List every evaluative adjective that the passage on vicarious spirituality applies to vicarious spirituality itself.

-- START Text shown --

Vicarious spirituality, I submit, is neither good nor bad in and of itself. Its moral status depends on its function in our spiritual lives. It can be detrimental when it precludes our own spiritual pursuits; it can be beneficial when it spurs us forward and guides us by the reins of maturity.
The danger of vicarious spirituality occurred to me through two recent experiences. By gracious providence I shared a train to New York with Henri Nouwen. In an unusual display of boldness I moved to the seat next to Nouwen and enjoyed a delightful conversation. But my surprise in seeing him was exceeded by my surprise at friends’ reactions to the episode. I found great envy, even mock resentment of my fortune. I had brushed with spiritual greatness, and didn’t even get an autograph! One friend confided that she had read every word published by Nouwen but had rarely experienced anything new in her spiritual life. How close we are, I thought, to having heroes who live our spiritual lives for us.

-- END Text shown --
-- START Given data --

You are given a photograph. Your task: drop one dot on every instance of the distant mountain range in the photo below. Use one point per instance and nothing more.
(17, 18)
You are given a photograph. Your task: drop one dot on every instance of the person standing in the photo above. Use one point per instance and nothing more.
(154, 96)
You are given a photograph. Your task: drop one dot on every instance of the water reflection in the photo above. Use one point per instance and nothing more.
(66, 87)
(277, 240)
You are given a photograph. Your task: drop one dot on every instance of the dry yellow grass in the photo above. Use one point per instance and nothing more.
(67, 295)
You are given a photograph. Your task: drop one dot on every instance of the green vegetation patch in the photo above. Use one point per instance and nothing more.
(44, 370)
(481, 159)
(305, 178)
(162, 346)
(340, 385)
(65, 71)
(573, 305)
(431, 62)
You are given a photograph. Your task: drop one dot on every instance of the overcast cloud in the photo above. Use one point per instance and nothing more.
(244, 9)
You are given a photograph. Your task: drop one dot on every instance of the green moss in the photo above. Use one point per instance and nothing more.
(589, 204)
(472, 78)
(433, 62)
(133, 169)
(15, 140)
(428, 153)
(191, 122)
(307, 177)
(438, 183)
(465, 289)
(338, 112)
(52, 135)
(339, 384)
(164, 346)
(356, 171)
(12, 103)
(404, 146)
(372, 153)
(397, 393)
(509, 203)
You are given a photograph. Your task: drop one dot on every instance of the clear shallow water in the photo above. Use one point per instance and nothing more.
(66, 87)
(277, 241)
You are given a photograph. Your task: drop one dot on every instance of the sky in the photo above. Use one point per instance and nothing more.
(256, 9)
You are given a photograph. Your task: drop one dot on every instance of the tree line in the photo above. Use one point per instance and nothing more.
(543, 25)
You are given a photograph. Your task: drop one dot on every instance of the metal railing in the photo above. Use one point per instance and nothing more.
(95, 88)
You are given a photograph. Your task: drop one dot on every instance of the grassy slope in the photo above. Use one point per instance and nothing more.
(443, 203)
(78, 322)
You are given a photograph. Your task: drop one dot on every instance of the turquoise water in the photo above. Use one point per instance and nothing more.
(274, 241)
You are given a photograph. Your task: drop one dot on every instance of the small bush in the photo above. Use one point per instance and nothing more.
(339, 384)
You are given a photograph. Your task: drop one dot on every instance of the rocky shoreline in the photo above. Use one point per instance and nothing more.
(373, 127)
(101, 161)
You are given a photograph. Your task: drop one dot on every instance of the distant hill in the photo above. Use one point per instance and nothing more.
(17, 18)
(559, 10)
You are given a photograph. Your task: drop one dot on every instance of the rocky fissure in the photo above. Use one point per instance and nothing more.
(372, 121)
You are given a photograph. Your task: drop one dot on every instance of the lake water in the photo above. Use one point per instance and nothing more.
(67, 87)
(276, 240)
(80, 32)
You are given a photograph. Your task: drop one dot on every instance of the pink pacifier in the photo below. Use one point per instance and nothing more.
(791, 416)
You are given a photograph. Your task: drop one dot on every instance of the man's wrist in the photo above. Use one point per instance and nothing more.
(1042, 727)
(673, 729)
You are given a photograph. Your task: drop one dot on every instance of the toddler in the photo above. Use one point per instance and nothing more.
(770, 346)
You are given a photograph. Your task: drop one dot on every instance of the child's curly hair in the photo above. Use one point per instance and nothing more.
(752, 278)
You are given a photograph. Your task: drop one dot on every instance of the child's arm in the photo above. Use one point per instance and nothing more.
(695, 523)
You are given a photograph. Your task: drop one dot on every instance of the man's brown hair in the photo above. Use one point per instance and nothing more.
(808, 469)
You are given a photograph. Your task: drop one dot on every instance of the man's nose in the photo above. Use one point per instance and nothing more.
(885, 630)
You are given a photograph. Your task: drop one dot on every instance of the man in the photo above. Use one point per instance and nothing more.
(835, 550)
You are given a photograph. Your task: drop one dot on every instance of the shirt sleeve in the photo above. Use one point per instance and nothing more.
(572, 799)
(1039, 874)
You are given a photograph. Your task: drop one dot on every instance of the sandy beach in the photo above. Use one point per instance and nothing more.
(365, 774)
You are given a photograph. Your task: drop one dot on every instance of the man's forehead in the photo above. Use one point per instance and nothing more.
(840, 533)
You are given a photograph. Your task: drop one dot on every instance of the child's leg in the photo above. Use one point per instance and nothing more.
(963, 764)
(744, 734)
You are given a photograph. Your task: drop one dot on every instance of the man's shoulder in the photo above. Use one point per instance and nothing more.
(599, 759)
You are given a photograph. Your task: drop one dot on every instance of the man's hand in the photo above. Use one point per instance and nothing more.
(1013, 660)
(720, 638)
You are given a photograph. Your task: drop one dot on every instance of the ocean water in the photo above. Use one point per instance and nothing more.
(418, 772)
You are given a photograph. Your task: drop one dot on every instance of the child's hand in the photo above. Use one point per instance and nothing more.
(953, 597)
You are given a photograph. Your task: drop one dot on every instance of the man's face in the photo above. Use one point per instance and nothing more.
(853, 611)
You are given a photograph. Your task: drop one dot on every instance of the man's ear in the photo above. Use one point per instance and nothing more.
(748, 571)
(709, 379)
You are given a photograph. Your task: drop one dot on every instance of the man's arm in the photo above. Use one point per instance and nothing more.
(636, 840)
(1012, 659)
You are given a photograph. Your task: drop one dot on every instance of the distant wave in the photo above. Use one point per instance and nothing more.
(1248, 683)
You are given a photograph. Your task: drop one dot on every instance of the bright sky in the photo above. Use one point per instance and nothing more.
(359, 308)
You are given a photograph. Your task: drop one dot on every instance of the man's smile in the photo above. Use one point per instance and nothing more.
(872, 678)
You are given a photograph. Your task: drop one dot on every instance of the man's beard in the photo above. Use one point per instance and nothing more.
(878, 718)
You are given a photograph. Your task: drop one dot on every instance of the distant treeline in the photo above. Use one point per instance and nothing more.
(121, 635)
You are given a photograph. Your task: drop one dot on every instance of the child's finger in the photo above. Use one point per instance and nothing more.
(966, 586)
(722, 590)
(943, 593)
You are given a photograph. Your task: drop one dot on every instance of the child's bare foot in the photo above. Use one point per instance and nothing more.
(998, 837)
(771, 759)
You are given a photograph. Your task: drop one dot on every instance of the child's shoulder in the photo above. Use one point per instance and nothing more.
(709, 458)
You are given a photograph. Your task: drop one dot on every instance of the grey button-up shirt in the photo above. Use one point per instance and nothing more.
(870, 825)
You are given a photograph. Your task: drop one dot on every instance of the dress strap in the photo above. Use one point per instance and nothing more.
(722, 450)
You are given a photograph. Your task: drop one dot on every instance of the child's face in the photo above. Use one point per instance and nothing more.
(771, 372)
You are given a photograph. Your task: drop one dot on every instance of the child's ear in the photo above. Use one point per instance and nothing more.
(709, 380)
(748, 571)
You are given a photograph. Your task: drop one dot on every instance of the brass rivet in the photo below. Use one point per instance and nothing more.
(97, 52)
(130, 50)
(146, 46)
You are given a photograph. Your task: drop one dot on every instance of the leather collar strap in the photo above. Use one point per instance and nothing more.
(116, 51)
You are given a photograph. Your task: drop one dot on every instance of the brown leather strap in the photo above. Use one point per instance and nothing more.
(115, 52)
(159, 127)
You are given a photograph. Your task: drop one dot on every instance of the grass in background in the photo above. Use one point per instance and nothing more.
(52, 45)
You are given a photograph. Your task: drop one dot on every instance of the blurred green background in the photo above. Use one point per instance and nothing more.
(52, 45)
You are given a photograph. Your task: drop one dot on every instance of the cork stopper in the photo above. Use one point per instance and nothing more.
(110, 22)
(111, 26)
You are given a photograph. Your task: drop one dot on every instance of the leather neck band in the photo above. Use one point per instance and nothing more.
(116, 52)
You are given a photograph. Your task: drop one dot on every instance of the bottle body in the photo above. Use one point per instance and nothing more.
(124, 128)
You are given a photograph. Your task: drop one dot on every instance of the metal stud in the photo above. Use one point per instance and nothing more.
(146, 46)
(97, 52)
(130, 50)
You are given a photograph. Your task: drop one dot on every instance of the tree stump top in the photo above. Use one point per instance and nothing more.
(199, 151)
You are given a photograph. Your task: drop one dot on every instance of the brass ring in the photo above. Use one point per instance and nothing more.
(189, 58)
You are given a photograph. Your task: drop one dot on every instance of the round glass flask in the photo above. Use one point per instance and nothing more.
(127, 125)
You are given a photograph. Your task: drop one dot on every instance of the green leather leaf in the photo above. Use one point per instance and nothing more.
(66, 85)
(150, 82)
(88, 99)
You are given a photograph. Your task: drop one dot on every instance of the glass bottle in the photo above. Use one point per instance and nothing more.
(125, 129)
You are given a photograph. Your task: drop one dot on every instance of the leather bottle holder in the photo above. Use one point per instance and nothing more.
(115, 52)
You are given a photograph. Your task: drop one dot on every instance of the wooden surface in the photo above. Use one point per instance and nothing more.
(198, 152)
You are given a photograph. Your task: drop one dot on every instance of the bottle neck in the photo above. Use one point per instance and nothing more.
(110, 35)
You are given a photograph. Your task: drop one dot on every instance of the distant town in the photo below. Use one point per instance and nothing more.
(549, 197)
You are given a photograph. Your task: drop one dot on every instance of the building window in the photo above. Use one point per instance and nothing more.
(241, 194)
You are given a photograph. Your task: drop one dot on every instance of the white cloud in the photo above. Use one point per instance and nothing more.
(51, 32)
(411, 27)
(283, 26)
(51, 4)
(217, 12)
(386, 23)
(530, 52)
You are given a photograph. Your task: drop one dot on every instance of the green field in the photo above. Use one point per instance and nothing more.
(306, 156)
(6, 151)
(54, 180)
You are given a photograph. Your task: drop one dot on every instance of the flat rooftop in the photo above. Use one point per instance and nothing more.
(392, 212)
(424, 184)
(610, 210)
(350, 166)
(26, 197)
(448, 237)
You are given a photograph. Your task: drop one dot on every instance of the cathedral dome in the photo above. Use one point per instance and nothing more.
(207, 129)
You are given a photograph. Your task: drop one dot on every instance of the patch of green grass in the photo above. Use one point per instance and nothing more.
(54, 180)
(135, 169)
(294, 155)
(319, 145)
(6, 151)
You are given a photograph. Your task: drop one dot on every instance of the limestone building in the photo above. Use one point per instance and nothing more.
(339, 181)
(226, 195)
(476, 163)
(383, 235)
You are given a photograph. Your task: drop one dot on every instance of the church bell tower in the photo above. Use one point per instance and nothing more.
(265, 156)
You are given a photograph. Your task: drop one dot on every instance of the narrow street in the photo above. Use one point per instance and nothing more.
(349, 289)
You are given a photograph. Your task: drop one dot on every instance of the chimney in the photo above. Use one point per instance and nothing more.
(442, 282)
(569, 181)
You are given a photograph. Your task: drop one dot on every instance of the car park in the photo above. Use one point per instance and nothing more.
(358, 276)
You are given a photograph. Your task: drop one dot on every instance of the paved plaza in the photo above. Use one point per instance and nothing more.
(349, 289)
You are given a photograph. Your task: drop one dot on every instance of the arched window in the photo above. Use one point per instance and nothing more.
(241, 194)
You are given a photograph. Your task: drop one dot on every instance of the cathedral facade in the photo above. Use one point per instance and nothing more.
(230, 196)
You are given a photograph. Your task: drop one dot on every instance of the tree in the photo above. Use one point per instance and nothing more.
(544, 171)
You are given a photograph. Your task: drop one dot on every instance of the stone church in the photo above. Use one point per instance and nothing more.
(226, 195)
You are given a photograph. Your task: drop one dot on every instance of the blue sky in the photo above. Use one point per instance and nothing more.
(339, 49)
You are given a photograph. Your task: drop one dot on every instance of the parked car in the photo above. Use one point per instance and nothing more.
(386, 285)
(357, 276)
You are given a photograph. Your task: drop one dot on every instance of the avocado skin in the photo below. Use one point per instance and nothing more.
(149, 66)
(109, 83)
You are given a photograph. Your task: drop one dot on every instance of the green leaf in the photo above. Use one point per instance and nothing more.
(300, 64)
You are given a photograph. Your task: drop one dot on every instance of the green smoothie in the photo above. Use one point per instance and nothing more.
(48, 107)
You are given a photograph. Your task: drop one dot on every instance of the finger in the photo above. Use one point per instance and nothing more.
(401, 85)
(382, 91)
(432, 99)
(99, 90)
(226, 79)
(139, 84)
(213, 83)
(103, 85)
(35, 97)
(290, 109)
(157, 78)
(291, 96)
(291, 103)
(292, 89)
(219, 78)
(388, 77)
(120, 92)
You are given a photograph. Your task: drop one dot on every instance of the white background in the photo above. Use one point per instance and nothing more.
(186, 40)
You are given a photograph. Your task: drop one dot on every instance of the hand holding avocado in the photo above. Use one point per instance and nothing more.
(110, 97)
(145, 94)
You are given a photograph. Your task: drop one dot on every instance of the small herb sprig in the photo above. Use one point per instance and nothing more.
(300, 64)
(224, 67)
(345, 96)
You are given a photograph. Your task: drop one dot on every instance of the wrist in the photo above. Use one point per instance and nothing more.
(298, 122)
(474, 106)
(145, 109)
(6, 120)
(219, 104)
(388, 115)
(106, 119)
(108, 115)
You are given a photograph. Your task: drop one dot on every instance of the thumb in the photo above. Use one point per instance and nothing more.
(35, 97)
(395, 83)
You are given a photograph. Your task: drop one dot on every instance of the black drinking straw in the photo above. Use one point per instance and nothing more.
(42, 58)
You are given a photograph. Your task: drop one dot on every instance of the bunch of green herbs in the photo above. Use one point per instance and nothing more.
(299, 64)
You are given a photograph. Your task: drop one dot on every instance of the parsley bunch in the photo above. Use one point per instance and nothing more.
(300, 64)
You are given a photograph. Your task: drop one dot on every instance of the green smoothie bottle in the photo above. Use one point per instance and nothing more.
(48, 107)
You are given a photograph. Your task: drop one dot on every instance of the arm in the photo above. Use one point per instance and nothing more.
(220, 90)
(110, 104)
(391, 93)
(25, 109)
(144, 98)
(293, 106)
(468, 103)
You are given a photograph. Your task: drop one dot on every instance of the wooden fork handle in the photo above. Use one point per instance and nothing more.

-- END Given data --

_Final result_
good, bad, detrimental, beneficial